Newsletter

I v. I Exclusion Bars Coverage for Claims Brought by State Insurance Commissioner

September 2004

A state trial court, applying Pennsylvania law, has held that the insured v. insured exclusion in a D&O policy applied to bar claims brought against insured directors and officers by the Pennsylvania insurance commissioner because the commissioner, appointed by law as the insured's liquidator, was a successor to the insured within the meaning of the exclusion. TIG Specialty Ins. Co. v. Koken, 2004 WL 1725707 (Pa. Commw. Ct. Aug. 3, 2004).

An insurer issued a D&O policy to a company that was a third-party administrator for medical benefits. The company later purchased another company, creating a wholly owned subsidiary with which there was an existing agreement to provide third-party administrative services. Although the D&O policy was issued only to the parent company, the policy also covered the directors and officers of the subsidiary. The policy contained an exclusion that barred coverage for "‘any Claim made against any Insured arising out of…[a]ny Claim brought by, on behalf of or at the behest of the Company, its successor, its assignee, its trustee in bankruptcy, its debtor-in-possession, or its litigation trustee.'"

After the state insurance commissioner placed the subsidiary company into liquidation and was appointed by statute as the company's liquidator, the commissioner brought suit against the directors and officers of the subsidiary alleging breach of fiduciary duty, civil conspiracy, professional negligence and statutory voidable transfers. The insurer instituted this declaratory action to determine whether the insured v. insured exclusion applied to bar coverage for the claims against the directors and officers of the subsidiary brought by the liquidator.

The trial court ruled in favor of the insurer, holding that the exclusion applied to bar coverage for the state insurance commissioner's claims, as the subsidiary's successor, against the directors and officers of the subsidiary. The court first determined that the plain meaning of the term "successor" meant "‘[o]ne that succeeds or follows; one who takes the place that another has left, and sustains the like part or character.'" Further, the court noted that "[c]ommon to all [of the] definitions [of "successor"] is the concept that, by assuming the interests of another, one takes the other's place." Based on the court's prior order allowing the liquidation of the subsidiary, the court stated that, pursuant to Pennsylvania's Insurance Act of 1921, the "Court's liquidation order in the instant case ‘vested [the Liquidator] with title to all property, assets, contracts of rights of action of [the subsidiary], or whatever nature and wherever located, whether held directly or indirectly….'" The court concluded that "[t]hese provisions from the Insurance Act are consistent with the definitions set forth for the term ‘successor.' The Liquidator, ‘by operation of law [has] succeeded to the interest' and ‘rights [and] responsibilities' of the insurer." The court therefore held that the state insurance commissioner was the subsidiary's successor for purposes of the exclusion.

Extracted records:

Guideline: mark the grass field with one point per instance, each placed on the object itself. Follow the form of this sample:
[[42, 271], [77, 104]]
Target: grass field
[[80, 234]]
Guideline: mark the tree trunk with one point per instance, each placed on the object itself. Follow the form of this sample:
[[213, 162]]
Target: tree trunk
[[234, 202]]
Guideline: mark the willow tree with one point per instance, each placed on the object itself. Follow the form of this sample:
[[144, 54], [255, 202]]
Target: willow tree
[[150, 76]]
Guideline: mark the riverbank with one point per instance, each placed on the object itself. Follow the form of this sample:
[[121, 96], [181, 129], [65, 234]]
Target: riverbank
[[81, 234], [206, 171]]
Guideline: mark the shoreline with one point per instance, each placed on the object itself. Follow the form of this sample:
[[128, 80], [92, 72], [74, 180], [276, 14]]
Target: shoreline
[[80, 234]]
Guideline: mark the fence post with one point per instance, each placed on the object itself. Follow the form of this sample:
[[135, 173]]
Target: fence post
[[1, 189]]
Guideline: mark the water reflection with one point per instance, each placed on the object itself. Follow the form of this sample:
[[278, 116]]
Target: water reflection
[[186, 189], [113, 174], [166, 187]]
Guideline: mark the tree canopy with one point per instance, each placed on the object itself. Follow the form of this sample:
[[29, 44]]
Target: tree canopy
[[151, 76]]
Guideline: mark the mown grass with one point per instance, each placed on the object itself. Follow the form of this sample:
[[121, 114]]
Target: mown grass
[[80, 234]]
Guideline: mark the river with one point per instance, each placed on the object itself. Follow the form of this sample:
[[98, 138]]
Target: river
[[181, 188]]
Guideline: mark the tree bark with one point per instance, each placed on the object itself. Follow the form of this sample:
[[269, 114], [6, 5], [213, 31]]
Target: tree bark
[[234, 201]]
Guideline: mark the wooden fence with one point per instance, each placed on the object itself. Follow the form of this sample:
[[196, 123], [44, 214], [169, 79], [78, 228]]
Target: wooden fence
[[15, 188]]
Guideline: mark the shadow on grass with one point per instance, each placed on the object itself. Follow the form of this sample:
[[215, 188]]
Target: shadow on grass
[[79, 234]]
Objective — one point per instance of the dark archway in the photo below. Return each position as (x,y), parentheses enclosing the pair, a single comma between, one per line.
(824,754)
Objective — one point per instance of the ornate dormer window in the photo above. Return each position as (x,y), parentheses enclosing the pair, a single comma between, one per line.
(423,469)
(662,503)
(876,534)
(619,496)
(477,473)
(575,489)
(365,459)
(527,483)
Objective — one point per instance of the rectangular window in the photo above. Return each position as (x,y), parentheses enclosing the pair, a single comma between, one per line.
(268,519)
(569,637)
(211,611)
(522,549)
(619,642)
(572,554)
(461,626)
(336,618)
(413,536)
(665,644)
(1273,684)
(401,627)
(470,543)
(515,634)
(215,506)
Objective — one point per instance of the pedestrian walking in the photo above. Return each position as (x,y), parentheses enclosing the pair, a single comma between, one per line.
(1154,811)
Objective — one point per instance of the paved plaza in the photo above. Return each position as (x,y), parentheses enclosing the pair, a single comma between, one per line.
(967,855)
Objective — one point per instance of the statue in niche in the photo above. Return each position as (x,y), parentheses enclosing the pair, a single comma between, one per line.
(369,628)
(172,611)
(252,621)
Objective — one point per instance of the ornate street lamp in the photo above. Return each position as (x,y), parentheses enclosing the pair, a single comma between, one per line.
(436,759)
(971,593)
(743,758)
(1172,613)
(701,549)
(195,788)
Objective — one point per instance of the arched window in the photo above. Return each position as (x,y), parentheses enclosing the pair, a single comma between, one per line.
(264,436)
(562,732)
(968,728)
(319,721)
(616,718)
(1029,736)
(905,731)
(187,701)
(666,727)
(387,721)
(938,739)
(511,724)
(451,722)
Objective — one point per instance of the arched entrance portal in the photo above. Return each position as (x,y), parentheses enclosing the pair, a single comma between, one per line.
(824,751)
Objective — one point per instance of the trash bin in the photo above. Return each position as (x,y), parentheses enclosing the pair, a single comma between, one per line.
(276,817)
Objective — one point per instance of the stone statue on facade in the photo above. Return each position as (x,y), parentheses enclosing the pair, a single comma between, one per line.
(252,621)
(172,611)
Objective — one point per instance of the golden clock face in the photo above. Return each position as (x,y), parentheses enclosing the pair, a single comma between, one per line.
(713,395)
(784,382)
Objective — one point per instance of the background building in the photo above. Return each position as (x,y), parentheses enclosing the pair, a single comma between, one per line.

Study questions —
A: According to the newsletter, why did the court treat the state insurance commissioner as the subsidiary's successor under the exclusion?
B: In the newsletter, what claims did the commissioner bring against the directors and officers of the subsidiary?
C: Return the newsletter text from "A state trial" up to and including "Aug. 3, 2004).", copied word for word.
These rows have no connection to the newsletter.

Answers by item —
A: The court found that a successor is one who takes another's place by assuming its interests. Under Pennsylvania's Insurance Act of 1921, the liquidation order vested the Liquidator with title to all of the subsidiary's property, assets, contracts and rights of action. By operation of law, the Liquidator therefore succeeded to the subsidiary's interest, rights and responsibilities.

B: Breach of fiduciary duty, civil conspiracy, professional negligence and statutory voidable transfers.

C:
A state trial court, applying Pennsylvania law, has held that the insured v. insured exclusion in a D&O policy applied to bar claims brought against insured directors and officers by the Pennsylvania insurance commissioner because the commissioner, appointed by law as the insured's liquidator, was a successor to the insured within the meaning of the exclusion. TIG Specialty Ins. Co. v. Koken, 2004 WL 1725707 (Pa. Commw. Ct. Aug. 3, 2004).